TO DO
Transcribe the records below exactly, leaving out any pictures.

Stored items
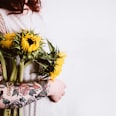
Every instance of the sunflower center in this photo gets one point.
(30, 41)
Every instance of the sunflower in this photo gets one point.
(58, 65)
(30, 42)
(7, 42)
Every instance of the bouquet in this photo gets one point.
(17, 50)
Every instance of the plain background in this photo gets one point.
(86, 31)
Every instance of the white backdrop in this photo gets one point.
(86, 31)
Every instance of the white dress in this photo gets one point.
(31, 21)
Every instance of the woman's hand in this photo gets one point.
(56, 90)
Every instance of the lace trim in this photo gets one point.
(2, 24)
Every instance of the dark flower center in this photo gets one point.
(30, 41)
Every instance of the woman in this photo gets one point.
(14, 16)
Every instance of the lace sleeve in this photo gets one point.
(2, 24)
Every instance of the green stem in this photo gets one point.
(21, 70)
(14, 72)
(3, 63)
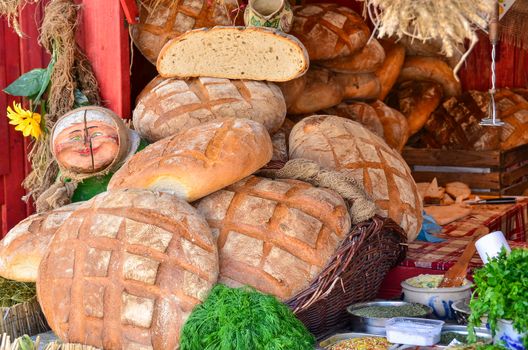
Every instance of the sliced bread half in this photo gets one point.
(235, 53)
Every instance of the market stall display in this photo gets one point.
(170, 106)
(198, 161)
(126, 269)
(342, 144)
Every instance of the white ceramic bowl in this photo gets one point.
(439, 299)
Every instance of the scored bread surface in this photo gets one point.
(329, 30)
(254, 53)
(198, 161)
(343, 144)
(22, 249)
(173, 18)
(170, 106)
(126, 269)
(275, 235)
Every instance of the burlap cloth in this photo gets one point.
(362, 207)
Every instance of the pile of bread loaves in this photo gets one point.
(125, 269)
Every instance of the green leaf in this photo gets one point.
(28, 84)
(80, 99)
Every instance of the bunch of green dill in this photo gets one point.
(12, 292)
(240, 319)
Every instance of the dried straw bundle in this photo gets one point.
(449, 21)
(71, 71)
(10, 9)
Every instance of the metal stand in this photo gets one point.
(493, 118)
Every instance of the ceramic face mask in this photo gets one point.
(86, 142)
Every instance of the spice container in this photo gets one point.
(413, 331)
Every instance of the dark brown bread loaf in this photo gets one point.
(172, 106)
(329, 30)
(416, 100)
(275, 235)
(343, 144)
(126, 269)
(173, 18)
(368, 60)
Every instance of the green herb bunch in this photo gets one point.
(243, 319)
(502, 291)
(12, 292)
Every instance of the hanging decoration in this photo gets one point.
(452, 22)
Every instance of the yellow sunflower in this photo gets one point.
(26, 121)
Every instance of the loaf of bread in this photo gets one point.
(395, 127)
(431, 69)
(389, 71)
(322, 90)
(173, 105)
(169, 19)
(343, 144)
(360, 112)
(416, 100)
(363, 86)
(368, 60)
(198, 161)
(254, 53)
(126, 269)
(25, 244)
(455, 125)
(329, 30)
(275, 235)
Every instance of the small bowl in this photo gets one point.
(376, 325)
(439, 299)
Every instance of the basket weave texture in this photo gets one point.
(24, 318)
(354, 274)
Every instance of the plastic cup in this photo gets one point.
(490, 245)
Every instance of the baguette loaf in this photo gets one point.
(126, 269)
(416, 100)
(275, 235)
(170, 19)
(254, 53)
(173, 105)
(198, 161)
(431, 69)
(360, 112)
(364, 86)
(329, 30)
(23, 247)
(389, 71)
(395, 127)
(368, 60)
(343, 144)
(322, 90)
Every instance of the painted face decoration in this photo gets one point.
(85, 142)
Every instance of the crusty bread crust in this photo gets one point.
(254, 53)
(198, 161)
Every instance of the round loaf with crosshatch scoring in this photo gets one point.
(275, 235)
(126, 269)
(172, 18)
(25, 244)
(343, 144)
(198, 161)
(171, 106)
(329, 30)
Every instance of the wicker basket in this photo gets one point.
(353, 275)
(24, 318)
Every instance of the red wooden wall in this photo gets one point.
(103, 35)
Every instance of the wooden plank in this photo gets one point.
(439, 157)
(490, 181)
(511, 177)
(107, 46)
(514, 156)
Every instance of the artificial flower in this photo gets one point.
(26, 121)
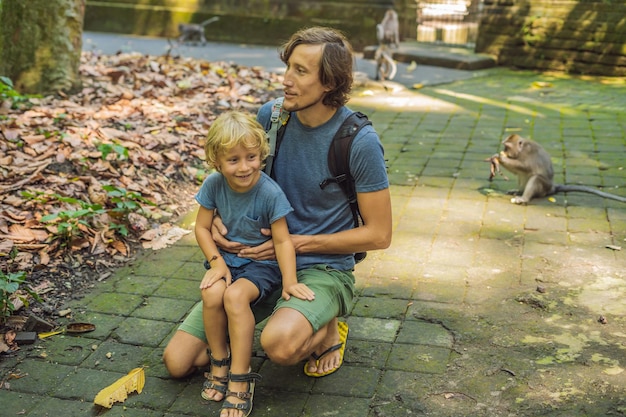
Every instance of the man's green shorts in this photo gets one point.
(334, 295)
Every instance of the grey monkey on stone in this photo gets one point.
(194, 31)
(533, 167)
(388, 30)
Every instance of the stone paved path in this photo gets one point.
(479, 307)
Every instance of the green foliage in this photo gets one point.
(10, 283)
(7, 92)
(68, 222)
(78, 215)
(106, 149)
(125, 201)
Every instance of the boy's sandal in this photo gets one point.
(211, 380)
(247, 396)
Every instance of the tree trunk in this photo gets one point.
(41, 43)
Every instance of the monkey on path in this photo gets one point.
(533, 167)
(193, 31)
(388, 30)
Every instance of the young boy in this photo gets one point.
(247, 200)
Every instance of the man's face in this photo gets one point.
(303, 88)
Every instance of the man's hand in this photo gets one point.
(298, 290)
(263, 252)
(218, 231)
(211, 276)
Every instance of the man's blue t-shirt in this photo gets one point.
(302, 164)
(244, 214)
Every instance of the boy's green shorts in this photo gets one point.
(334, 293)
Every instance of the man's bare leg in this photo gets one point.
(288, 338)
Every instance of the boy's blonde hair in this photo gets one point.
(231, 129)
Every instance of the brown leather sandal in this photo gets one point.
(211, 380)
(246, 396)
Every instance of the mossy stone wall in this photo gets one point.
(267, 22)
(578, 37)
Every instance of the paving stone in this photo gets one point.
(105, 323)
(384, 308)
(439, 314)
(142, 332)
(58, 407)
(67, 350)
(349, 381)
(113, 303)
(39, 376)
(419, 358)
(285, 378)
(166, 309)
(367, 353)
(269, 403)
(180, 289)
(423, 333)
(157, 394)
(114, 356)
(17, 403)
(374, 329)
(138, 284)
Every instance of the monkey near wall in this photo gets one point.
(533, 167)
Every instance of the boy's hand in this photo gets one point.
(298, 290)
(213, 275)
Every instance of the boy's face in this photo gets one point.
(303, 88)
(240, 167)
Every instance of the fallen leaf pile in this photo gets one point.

FINISHED TASK
Every instance of the sunflower center in this photo gets one point.
(30, 41)
Every instance of the sunflower in this photo gets one point.
(58, 65)
(30, 42)
(7, 42)
Every instance of the bouquet in this photo gets one point.
(17, 50)
Every instance of the plain background in this photo gets one point.
(86, 31)
Every instance of the white backdrop in this photo gets one point.
(86, 31)
Every instance of the white dress in this photo gets one point.
(31, 21)
Every instance of the woman's hand in this photo gets one point.
(56, 90)
Every instance of the lace trim in this photo gets one point.
(2, 24)
Every instance of the dark flower center in this photo gets one point.
(30, 41)
Every instance of the woman in this photo gets one point.
(14, 16)
Every instance of the lace sleeve in this photo gets one point.
(2, 24)
Every instance of the green stem in this photo gets one point.
(21, 70)
(14, 72)
(3, 63)
Every instance of the sliced bread half in this photo gets one point.
(235, 53)
Every instance of the market stall display in this photo gets one point.
(170, 106)
(198, 161)
(126, 269)
(342, 144)
Every instance of the white ceramic bowl in this photo gets one point.
(439, 299)
Every instance of the scored bread surface in this photo gets one point.
(329, 30)
(254, 53)
(198, 161)
(343, 144)
(22, 249)
(173, 18)
(170, 106)
(126, 269)
(275, 235)
Every instance of the burlap cloth in this photo gets one point.
(362, 207)
Every instance of the pile of bread loaves in this photo gets one point.
(125, 269)
Every instance of the green leaf in this photo gets one point.
(28, 84)
(80, 99)
Every instance of the bunch of green dill in this photo gets one point.
(12, 292)
(240, 319)
Every instance of the dried straw bundle in this photo gets one point.
(449, 21)
(71, 71)
(10, 9)
Every instance of the metal stand in this photo gets one point.
(493, 118)
Every instance of the ceramic face mask in this photo gets one point.
(86, 142)
Every instance of the spice container in this photo gets one point.
(413, 331)
Every instance of the dark brown bread loaf in this photo gets one point.
(172, 106)
(329, 30)
(416, 100)
(275, 235)
(343, 144)
(126, 269)
(173, 18)
(368, 60)
Every instance of the green herb bunch in this photo gets one point.
(243, 319)
(502, 291)
(12, 292)
Every instance of the hanging decoration in this photo gets one point.
(452, 22)
Every instance of the yellow sunflower in this photo gets one point.
(26, 121)
Every instance of the loaf of bread in this photo gets one point.
(395, 127)
(431, 69)
(389, 71)
(322, 90)
(173, 105)
(169, 19)
(343, 144)
(360, 112)
(416, 100)
(363, 86)
(368, 60)
(198, 161)
(254, 53)
(126, 269)
(25, 244)
(455, 125)
(329, 30)
(275, 235)
Every instance of the small bowl in this photo gets one point.
(376, 325)
(439, 299)
Every instance of the basket weave texture in this photo gets one point.
(24, 318)
(354, 274)
Every instance of the plastic cup in this photo gets one point.
(490, 245)
Every instance of the baguette loaf in this photo gets one point.
(126, 269)
(416, 100)
(275, 235)
(170, 19)
(254, 53)
(173, 105)
(198, 161)
(431, 69)
(360, 112)
(364, 86)
(329, 30)
(23, 247)
(389, 71)
(395, 127)
(368, 60)
(343, 144)
(322, 90)
Every instance of the painted face decoration in this photo gets one point.
(85, 142)
Every instance of the crusty bread crust in this photo gets one point.
(254, 53)
(198, 161)
Every instance of the round loaf with crosshatch scoring in this photo gets one point.
(275, 235)
(126, 269)
(172, 18)
(25, 244)
(343, 144)
(198, 161)
(171, 106)
(329, 30)
Every instance of the wicker basket in this photo gets one point.
(353, 275)
(24, 318)
Every instance of the red wooden wall in this photo gets one point.
(103, 35)
Every instance of the wooden plank in this photo gets one point.
(439, 157)
(490, 181)
(511, 177)
(107, 46)
(514, 156)
Every instance of the artificial flower in this photo gets one point.
(26, 121)
Every instance of the man's green shorts in this photo gets one point.
(334, 295)
Every instance of the grey monkey on stone in this photo gets one point.
(194, 31)
(533, 167)
(388, 30)
Every instance of the stone paved path in this photo gets one point.
(479, 307)
Every instance of the green foliage in this photo gets one point.
(10, 283)
(7, 92)
(68, 222)
(78, 215)
(106, 149)
(125, 201)
Every instance of the boy's sandal in this photo gets one point.
(211, 380)
(247, 396)
Every instance of the tree trunk in this photo gets one point.
(41, 43)
Every instance of the monkey on path in this photo gets one point.
(533, 167)
(193, 31)
(388, 30)
Every instance of the young boy in this photo gets one point.
(247, 200)
Every instance of the man's face in this photo gets one point.
(303, 88)
Every instance of the man's hand in this photo gets one point.
(298, 290)
(263, 252)
(218, 231)
(211, 276)
Every instance of the man's blue t-shirt in this photo gets one point.
(302, 164)
(244, 214)
Every instance of the boy's green shorts in this photo gets one point.
(334, 293)
Every instance of the man's bare leg in this photo gets one point.
(288, 338)
Every instance of the boy's blonde hair in this photo gets one point.
(231, 129)
Every instance of the brown leather sandal in this photo gets one point.
(211, 380)
(246, 396)
Every instance of the mossy stone wall in this photo gets one point.
(267, 22)
(578, 37)
Every instance of the paving stone in this photo gets one point.
(105, 323)
(384, 308)
(439, 314)
(142, 332)
(58, 407)
(67, 350)
(349, 381)
(113, 303)
(39, 376)
(419, 358)
(285, 378)
(166, 309)
(367, 353)
(269, 403)
(180, 289)
(423, 333)
(157, 394)
(114, 356)
(17, 403)
(374, 329)
(138, 284)
Every instance of the monkey near wall in this photo gets one point.
(533, 167)
Every instance of the boy's hand in this photo gets one point.
(298, 290)
(213, 275)
Every instance of the boy's face in this photo gets one point.
(303, 88)
(240, 167)
Every instance of the fallen leaf pile in this photo gets one point.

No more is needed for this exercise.